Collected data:

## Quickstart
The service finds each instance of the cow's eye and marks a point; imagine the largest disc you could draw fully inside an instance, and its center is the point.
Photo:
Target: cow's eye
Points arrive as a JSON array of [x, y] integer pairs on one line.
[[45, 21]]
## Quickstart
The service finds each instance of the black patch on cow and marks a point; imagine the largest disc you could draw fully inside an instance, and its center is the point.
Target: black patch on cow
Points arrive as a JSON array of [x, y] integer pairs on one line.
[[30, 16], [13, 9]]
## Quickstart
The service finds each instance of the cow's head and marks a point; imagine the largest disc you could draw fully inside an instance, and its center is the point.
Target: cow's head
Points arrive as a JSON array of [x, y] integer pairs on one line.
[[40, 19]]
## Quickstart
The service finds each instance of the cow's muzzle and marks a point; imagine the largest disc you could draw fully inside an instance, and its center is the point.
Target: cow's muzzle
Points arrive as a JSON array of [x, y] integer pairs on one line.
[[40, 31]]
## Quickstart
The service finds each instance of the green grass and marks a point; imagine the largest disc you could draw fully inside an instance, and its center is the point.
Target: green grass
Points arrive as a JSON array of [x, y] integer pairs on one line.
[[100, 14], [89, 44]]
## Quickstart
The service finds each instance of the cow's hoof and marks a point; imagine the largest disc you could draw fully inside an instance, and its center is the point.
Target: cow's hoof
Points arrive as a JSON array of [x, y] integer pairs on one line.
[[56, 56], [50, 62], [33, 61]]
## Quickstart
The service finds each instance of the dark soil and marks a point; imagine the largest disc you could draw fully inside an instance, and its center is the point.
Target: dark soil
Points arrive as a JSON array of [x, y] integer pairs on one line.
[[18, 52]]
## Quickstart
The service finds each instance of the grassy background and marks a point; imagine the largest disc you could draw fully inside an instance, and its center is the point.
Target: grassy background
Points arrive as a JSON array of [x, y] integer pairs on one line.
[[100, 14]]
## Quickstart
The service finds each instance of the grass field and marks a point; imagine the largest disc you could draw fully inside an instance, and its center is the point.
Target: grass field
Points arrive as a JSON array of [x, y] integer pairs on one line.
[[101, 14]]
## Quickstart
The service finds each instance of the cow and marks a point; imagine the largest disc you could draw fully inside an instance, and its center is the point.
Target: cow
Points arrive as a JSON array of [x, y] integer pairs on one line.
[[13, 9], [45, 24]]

REQUEST
Report, copied in full, each line above that contains the string "head". Matching is case-sensitive.

WRITTEN SOLUTION
The service finds each instance of the cow's head and marks a point; imagine the largest disc you could draw fully inside an instance, and its center is the point.
Target: cow's head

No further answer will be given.